_PROBLEM TO SOLVE_.
Can you locate each line in the material below that contains the word "trunk" and copy those lines out?

_SUPPLIED MATERIAL_.
start

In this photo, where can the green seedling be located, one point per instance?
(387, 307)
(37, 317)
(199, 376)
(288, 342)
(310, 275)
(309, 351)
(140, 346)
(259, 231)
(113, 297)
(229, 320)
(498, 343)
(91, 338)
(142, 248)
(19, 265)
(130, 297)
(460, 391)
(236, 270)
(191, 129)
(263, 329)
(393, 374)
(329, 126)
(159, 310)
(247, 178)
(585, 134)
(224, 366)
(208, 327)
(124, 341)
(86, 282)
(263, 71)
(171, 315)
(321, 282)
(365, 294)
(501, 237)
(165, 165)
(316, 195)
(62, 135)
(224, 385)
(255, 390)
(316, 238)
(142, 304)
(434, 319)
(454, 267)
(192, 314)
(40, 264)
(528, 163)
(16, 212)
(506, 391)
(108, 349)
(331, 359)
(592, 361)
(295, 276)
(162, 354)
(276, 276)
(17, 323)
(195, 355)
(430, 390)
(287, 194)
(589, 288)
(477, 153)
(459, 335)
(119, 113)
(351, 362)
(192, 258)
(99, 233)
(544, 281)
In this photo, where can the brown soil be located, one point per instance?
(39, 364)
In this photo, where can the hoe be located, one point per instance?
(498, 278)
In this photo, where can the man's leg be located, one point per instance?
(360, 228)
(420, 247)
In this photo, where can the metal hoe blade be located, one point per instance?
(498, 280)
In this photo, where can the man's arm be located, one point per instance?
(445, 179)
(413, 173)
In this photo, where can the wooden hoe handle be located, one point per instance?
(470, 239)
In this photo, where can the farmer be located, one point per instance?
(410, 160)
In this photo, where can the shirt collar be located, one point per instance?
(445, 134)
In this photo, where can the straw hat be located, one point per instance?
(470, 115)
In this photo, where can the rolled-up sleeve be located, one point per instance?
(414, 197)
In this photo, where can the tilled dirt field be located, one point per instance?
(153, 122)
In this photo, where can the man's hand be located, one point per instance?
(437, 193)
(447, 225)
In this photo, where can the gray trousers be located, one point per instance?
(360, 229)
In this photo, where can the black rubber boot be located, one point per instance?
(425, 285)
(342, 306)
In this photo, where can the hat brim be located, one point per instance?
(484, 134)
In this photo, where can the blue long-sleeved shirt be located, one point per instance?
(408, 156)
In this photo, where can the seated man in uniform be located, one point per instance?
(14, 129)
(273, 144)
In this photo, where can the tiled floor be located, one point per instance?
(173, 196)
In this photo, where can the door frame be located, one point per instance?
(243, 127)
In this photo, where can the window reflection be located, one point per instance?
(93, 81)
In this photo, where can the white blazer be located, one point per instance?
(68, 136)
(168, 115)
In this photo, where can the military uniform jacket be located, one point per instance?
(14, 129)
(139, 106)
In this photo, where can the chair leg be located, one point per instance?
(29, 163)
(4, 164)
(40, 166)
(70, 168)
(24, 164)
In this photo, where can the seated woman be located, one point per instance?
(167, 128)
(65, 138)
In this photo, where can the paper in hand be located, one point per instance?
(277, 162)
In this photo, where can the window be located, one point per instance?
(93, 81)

end
start

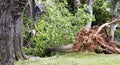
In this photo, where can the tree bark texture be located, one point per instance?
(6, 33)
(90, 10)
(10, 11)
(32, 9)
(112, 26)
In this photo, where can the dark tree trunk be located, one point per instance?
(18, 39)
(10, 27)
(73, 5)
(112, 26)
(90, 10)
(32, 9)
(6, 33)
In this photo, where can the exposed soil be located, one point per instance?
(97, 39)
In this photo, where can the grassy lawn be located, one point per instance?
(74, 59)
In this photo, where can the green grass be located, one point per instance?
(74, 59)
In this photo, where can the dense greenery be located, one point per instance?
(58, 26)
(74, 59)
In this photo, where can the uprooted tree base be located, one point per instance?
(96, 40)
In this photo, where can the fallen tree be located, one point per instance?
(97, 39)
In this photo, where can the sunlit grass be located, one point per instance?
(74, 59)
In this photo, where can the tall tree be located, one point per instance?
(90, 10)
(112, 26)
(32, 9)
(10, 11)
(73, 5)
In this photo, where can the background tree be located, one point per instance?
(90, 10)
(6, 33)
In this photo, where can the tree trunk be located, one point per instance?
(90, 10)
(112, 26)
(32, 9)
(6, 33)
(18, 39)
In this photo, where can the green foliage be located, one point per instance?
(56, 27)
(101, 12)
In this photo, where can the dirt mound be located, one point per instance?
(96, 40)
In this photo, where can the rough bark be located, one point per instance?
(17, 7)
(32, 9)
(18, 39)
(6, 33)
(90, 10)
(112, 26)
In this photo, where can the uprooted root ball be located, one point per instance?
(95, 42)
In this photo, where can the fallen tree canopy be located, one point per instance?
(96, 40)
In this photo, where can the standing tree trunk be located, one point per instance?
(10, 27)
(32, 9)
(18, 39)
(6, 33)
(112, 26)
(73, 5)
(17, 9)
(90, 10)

end

_THE ANSWER_.
In this photo, where can the dark tree trunk be located, one point per instance?
In this photo, where can the tree trunk be located, one point per instance?
In this photo, where can the standing tree trunk be located, one point per instance?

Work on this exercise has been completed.